§ **TASK PROMPT**
Make an exact copy of every entry, leaving the pictures out.

++++ DATASET CONTENT ++++

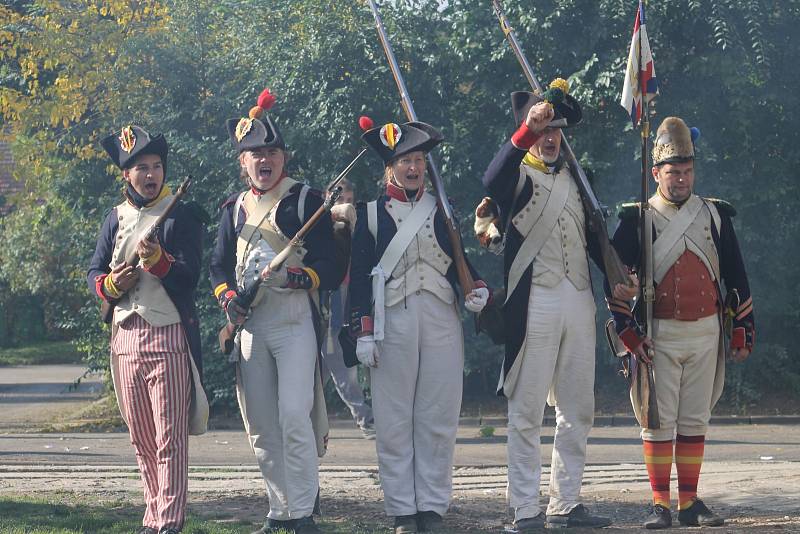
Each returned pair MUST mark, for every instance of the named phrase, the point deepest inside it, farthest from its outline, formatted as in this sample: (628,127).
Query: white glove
(367,351)
(277,278)
(476,299)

++++

§ **RESPONSE TO THIS EXERCISE**
Each returned pair MUST mark, for every instance of the named phrase, the point deepest inside it, farthest from its outline, formatted as in this sample: (628,127).
Query: white glove
(367,351)
(277,278)
(476,299)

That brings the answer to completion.